**About this exercise**
Please retype, character for character, the portion of the entries below that runs from the line containing "Tag hand. Format" to the last line.

**Task inputs**
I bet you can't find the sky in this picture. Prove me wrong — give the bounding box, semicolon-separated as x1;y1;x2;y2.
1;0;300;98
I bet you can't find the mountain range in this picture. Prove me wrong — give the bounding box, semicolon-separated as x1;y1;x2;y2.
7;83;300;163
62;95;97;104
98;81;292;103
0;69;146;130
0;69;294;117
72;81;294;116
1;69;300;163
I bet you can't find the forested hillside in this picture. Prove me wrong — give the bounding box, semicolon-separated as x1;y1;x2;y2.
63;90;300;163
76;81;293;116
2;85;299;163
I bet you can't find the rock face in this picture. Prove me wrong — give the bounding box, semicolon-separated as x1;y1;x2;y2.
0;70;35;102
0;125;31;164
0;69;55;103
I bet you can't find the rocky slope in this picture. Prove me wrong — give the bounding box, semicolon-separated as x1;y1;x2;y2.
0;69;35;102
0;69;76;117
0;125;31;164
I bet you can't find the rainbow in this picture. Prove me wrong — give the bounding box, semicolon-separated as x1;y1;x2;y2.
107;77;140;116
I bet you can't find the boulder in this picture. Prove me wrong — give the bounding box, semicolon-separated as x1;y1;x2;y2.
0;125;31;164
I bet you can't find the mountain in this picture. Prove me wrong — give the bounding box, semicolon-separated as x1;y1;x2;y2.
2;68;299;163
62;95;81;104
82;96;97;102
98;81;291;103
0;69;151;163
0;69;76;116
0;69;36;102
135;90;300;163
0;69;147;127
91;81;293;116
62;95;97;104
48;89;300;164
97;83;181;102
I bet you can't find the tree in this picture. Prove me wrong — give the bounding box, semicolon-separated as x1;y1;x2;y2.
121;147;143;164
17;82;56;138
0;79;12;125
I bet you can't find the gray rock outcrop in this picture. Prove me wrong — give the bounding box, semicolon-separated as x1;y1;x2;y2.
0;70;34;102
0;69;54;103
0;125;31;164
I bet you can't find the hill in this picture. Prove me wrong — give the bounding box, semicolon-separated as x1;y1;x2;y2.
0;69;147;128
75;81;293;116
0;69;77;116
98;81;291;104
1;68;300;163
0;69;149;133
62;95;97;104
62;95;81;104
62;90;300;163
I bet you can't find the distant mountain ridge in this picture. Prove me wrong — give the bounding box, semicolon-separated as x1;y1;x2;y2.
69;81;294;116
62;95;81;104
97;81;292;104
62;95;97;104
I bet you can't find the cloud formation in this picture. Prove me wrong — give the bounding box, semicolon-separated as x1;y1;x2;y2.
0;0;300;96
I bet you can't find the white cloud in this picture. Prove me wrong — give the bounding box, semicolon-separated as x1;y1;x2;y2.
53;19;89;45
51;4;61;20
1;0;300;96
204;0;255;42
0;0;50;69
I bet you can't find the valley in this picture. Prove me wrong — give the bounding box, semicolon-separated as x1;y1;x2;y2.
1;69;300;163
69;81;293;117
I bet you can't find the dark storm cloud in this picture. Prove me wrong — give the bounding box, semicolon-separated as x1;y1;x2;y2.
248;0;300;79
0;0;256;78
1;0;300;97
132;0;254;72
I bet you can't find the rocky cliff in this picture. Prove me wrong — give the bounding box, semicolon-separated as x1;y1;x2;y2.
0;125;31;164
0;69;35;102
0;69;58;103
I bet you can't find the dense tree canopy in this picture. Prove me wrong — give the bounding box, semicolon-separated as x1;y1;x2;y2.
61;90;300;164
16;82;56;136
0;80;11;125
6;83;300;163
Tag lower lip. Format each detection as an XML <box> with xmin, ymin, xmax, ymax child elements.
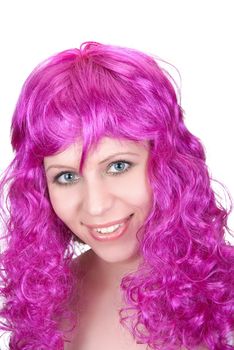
<box><xmin>89</xmin><ymin>215</ymin><xmax>133</xmax><ymax>242</ymax></box>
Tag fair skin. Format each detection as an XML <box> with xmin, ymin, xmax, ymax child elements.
<box><xmin>44</xmin><ymin>137</ymin><xmax>152</xmax><ymax>349</ymax></box>
<box><xmin>44</xmin><ymin>137</ymin><xmax>152</xmax><ymax>287</ymax></box>
<box><xmin>44</xmin><ymin>137</ymin><xmax>208</xmax><ymax>350</ymax></box>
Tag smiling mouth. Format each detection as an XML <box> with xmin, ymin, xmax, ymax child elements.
<box><xmin>85</xmin><ymin>214</ymin><xmax>134</xmax><ymax>229</ymax></box>
<box><xmin>88</xmin><ymin>214</ymin><xmax>134</xmax><ymax>241</ymax></box>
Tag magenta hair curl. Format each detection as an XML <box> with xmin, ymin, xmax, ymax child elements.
<box><xmin>0</xmin><ymin>42</ymin><xmax>234</xmax><ymax>350</ymax></box>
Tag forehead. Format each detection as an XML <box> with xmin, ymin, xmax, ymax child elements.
<box><xmin>44</xmin><ymin>137</ymin><xmax>149</xmax><ymax>166</ymax></box>
<box><xmin>87</xmin><ymin>137</ymin><xmax>149</xmax><ymax>157</ymax></box>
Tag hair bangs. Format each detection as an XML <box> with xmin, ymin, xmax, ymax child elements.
<box><xmin>1</xmin><ymin>42</ymin><xmax>233</xmax><ymax>349</ymax></box>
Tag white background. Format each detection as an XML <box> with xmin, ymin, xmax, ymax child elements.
<box><xmin>0</xmin><ymin>1</ymin><xmax>233</xmax><ymax>348</ymax></box>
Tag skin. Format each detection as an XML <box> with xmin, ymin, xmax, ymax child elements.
<box><xmin>44</xmin><ymin>136</ymin><xmax>153</xmax><ymax>286</ymax></box>
<box><xmin>44</xmin><ymin>137</ymin><xmax>209</xmax><ymax>349</ymax></box>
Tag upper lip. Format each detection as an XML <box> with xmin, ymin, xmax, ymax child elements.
<box><xmin>85</xmin><ymin>214</ymin><xmax>133</xmax><ymax>229</ymax></box>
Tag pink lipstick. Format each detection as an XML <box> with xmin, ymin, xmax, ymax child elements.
<box><xmin>88</xmin><ymin>214</ymin><xmax>133</xmax><ymax>242</ymax></box>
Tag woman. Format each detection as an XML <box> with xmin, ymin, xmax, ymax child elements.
<box><xmin>0</xmin><ymin>42</ymin><xmax>233</xmax><ymax>350</ymax></box>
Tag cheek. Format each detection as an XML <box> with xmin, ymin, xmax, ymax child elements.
<box><xmin>116</xmin><ymin>172</ymin><xmax>152</xmax><ymax>210</ymax></box>
<box><xmin>48</xmin><ymin>188</ymin><xmax>77</xmax><ymax>222</ymax></box>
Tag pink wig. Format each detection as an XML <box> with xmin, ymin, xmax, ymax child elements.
<box><xmin>0</xmin><ymin>42</ymin><xmax>234</xmax><ymax>349</ymax></box>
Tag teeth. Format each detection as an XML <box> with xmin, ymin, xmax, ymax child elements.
<box><xmin>95</xmin><ymin>223</ymin><xmax>123</xmax><ymax>234</ymax></box>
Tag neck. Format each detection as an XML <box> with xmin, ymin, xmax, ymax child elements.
<box><xmin>84</xmin><ymin>250</ymin><xmax>142</xmax><ymax>290</ymax></box>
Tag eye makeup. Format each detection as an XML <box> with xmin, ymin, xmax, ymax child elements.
<box><xmin>52</xmin><ymin>160</ymin><xmax>135</xmax><ymax>186</ymax></box>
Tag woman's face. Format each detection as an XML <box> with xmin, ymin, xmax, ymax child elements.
<box><xmin>44</xmin><ymin>137</ymin><xmax>152</xmax><ymax>264</ymax></box>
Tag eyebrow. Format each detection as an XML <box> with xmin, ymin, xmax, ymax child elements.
<box><xmin>45</xmin><ymin>152</ymin><xmax>140</xmax><ymax>172</ymax></box>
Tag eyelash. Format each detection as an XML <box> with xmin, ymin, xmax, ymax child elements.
<box><xmin>53</xmin><ymin>160</ymin><xmax>134</xmax><ymax>186</ymax></box>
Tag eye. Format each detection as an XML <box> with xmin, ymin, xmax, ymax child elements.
<box><xmin>53</xmin><ymin>171</ymin><xmax>79</xmax><ymax>185</ymax></box>
<box><xmin>52</xmin><ymin>161</ymin><xmax>133</xmax><ymax>184</ymax></box>
<box><xmin>107</xmin><ymin>161</ymin><xmax>133</xmax><ymax>175</ymax></box>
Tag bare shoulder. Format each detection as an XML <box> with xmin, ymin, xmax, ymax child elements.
<box><xmin>59</xmin><ymin>251</ymin><xmax>92</xmax><ymax>330</ymax></box>
<box><xmin>60</xmin><ymin>253</ymin><xmax>94</xmax><ymax>349</ymax></box>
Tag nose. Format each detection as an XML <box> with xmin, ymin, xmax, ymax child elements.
<box><xmin>81</xmin><ymin>177</ymin><xmax>114</xmax><ymax>217</ymax></box>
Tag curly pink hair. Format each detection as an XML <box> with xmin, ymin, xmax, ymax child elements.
<box><xmin>0</xmin><ymin>42</ymin><xmax>234</xmax><ymax>349</ymax></box>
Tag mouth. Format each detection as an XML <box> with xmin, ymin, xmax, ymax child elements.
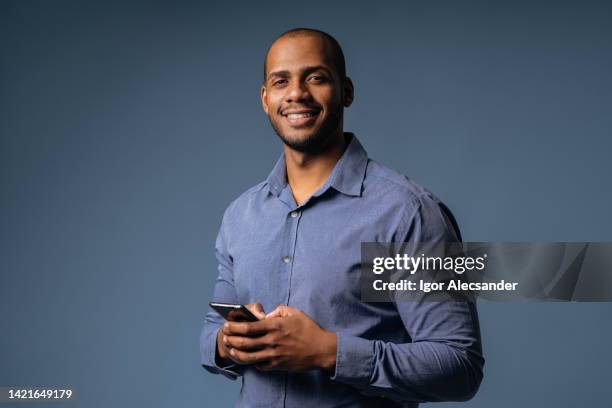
<box><xmin>281</xmin><ymin>108</ymin><xmax>321</xmax><ymax>127</ymax></box>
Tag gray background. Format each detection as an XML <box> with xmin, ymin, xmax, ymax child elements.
<box><xmin>1</xmin><ymin>0</ymin><xmax>611</xmax><ymax>407</ymax></box>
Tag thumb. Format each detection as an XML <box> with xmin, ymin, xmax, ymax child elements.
<box><xmin>246</xmin><ymin>303</ymin><xmax>266</xmax><ymax>320</ymax></box>
<box><xmin>265</xmin><ymin>304</ymin><xmax>293</xmax><ymax>319</ymax></box>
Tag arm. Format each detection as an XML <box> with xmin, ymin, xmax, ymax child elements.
<box><xmin>330</xmin><ymin>195</ymin><xmax>485</xmax><ymax>402</ymax></box>
<box><xmin>331</xmin><ymin>300</ymin><xmax>483</xmax><ymax>402</ymax></box>
<box><xmin>199</xmin><ymin>207</ymin><xmax>244</xmax><ymax>380</ymax></box>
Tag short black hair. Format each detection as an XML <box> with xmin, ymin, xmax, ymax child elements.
<box><xmin>263</xmin><ymin>28</ymin><xmax>346</xmax><ymax>84</ymax></box>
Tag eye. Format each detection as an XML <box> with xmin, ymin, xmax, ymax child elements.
<box><xmin>308</xmin><ymin>75</ymin><xmax>324</xmax><ymax>82</ymax></box>
<box><xmin>273</xmin><ymin>79</ymin><xmax>287</xmax><ymax>86</ymax></box>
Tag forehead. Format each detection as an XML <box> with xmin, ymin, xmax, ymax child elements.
<box><xmin>265</xmin><ymin>35</ymin><xmax>334</xmax><ymax>74</ymax></box>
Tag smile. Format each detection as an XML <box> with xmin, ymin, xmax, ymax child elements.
<box><xmin>281</xmin><ymin>109</ymin><xmax>320</xmax><ymax>126</ymax></box>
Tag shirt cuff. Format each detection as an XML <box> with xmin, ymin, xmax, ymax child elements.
<box><xmin>330</xmin><ymin>332</ymin><xmax>374</xmax><ymax>386</ymax></box>
<box><xmin>202</xmin><ymin>327</ymin><xmax>243</xmax><ymax>380</ymax></box>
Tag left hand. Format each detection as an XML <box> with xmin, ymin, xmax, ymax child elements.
<box><xmin>223</xmin><ymin>305</ymin><xmax>337</xmax><ymax>372</ymax></box>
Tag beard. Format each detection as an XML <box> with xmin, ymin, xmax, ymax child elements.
<box><xmin>268</xmin><ymin>101</ymin><xmax>344</xmax><ymax>155</ymax></box>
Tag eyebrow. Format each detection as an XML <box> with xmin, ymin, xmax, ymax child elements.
<box><xmin>266</xmin><ymin>65</ymin><xmax>333</xmax><ymax>82</ymax></box>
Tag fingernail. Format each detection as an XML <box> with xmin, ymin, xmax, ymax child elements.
<box><xmin>230</xmin><ymin>348</ymin><xmax>235</xmax><ymax>356</ymax></box>
<box><xmin>223</xmin><ymin>335</ymin><xmax>227</xmax><ymax>343</ymax></box>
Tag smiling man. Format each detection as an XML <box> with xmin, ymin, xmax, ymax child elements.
<box><xmin>200</xmin><ymin>28</ymin><xmax>484</xmax><ymax>407</ymax></box>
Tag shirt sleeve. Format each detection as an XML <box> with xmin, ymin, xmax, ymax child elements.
<box><xmin>200</xmin><ymin>206</ymin><xmax>244</xmax><ymax>380</ymax></box>
<box><xmin>330</xmin><ymin>195</ymin><xmax>485</xmax><ymax>402</ymax></box>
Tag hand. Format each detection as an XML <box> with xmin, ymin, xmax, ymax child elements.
<box><xmin>216</xmin><ymin>303</ymin><xmax>266</xmax><ymax>366</ymax></box>
<box><xmin>223</xmin><ymin>305</ymin><xmax>337</xmax><ymax>372</ymax></box>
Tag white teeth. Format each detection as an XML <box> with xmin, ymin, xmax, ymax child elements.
<box><xmin>286</xmin><ymin>112</ymin><xmax>316</xmax><ymax>119</ymax></box>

**Response for this exercise**
Tag hand. Format each detection as an XML <box> with xmin, ymin, xmax, ymax child elements.
<box><xmin>216</xmin><ymin>303</ymin><xmax>266</xmax><ymax>366</ymax></box>
<box><xmin>223</xmin><ymin>305</ymin><xmax>337</xmax><ymax>372</ymax></box>
Tag white teeth. Format each detection as an XML <box> with xmin, ymin, xmax, ymax child elements.
<box><xmin>286</xmin><ymin>112</ymin><xmax>316</xmax><ymax>119</ymax></box>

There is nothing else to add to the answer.